═══ PROVIDED DATA

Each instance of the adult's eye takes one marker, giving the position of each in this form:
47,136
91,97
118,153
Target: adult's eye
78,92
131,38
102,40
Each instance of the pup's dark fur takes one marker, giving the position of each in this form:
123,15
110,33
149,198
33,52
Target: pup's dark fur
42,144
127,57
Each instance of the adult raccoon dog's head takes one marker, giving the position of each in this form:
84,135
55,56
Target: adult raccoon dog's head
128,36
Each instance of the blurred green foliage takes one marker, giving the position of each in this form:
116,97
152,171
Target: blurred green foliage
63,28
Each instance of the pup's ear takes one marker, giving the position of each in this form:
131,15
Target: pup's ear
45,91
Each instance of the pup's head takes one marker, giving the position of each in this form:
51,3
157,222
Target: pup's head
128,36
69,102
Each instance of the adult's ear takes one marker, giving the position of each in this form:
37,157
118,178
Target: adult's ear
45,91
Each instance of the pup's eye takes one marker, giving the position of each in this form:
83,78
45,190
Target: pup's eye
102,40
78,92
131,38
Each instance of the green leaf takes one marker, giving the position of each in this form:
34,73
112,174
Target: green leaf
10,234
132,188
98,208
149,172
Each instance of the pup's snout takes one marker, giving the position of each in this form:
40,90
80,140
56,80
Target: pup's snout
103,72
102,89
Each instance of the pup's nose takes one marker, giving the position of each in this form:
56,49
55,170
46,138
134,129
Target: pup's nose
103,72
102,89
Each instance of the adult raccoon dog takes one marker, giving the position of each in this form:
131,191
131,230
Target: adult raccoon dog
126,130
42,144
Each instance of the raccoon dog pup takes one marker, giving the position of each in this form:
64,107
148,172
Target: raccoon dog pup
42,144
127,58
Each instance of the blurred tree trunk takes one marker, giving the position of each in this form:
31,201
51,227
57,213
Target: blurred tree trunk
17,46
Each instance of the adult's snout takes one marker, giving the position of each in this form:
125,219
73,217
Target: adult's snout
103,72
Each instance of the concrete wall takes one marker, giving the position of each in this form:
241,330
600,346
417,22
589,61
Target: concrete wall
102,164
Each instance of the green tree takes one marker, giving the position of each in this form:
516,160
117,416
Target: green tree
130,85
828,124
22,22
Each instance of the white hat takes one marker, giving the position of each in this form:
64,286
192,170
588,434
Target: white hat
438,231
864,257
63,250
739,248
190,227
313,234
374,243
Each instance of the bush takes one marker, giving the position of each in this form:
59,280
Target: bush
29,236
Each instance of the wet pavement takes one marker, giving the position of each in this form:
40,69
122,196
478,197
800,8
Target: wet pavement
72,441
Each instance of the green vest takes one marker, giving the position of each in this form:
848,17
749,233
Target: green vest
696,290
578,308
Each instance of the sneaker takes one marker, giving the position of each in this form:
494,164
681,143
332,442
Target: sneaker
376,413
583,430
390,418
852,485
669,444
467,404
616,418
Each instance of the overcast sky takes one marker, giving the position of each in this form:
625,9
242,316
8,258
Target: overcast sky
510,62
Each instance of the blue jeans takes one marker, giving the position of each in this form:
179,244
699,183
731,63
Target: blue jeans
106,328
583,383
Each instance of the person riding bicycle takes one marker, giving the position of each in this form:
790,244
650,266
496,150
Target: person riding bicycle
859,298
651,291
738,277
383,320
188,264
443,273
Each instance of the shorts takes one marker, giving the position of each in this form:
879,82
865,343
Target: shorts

══════

Output all of the data again. Match it exactly.

Each instance of the adult's eye takes one marker, giving the position of each in this form:
47,136
91,97
118,153
Target: adult's eye
78,92
131,38
102,40
Each instance of the pup's dark fur takes one marker, giving the position of each in this form:
123,15
110,33
149,198
33,52
Target: pup's dark fur
42,144
127,57
Each instance of the adult raccoon dog's head takes one marker, giving the position of each in this form:
84,135
55,56
Target: adult raccoon dog's head
128,36
Each instance of the blurred green foliage takes one marker, giving the position of each in this form:
116,97
152,171
Target: blurred green foliage
63,28
Each instance of the pup's ear takes one marker, giving the position of each in this form:
131,15
Target: pup's ear
45,91
Each instance of the pup's head takes one marker, giving the position of each in this form:
51,3
157,222
Target: pup's head
128,36
69,102
Each instance of the adult's ear takes one marker, giving the position of each in this form:
37,157
118,178
Target: adult's ear
45,91
Each instance of the pup's eye takes one marker, giving the position of each in this form:
83,78
45,190
Target: pup's eye
102,40
78,92
131,38
Each instance of the green leaf takes one marker, giving the position of each in this form:
34,73
112,174
Target: green leaf
10,234
132,188
98,208
149,172
Each instance of the pup's snout takes one marker, giving the position of each in this form:
40,90
80,140
56,80
Target: pup's snout
103,72
102,89
Each instance of the pup's nose takes one marker, giving the position of each in this form:
56,49
55,170
46,138
134,129
Target: pup's nose
103,72
102,89
Each instance of the adult raccoon dog takes one marker, giving the position of each in this form:
131,191
131,230
Target: adult raccoon dog
126,130
42,144
Each instance of the raccoon dog pup takes one marker, giving the position of each in this form:
64,107
148,172
Target: raccoon dog pup
42,144
127,58
Each instance of the blurred tree trunk takes one marker, giving the position of each in this form:
31,201
51,227
57,213
Target: blurred tree trunk
17,46
Each instance of the adult's snout takes one marker, giving the position of each in this form:
125,219
73,217
Target: adult's snout
103,72
Each instance of the concrete wall takes one marker, giving the position of each in this form:
241,330
600,346
417,22
589,61
Target: concrete wall
102,164
Each instance of the green tree takes one marker, giving the position of each in this form:
516,160
117,416
Target: green tree
130,85
828,124
22,22
Each instance of the white hat takes one marker, giving the position of each in this form:
64,286
192,170
588,434
Target: white hat
438,231
864,257
63,250
739,248
190,227
313,234
374,243
Each instance of the bush takes one marker, giving the position of each in this form:
59,280
Target: bush
29,236
Each instance of the wet pavement takes one marker, giving the position of each in this form:
40,69
122,196
478,197
800,8
Target: wet pavement
72,441
Each instance of the green vest takes one marker, giving the position of each in this form:
848,17
749,233
Target: green vest
696,290
578,308
Each instance of the sneaker takes one marker, giving the position of each in this form:
494,164
681,143
332,442
Target: sneaker
376,413
583,430
390,418
852,485
669,444
467,404
616,418
Each instance of the overcast sky takes one marker, giving the position of each in this form:
625,9
242,316
8,258
Target: overcast sky
510,62
Each instance of the blue jeans takes one marker, giving the position of each in this form:
179,244
699,183
731,63
Target: blue jeans
106,328
583,383
Each instance of the person riding bicycle takes one marker, giving the position of each in this form:
790,244
650,266
496,150
Target: person riding bicycle
859,298
651,291
738,277
383,320
188,264
443,273
Each instance of the shorts takes one marker, giving the position of each in this form:
879,82
865,343
Target: shorts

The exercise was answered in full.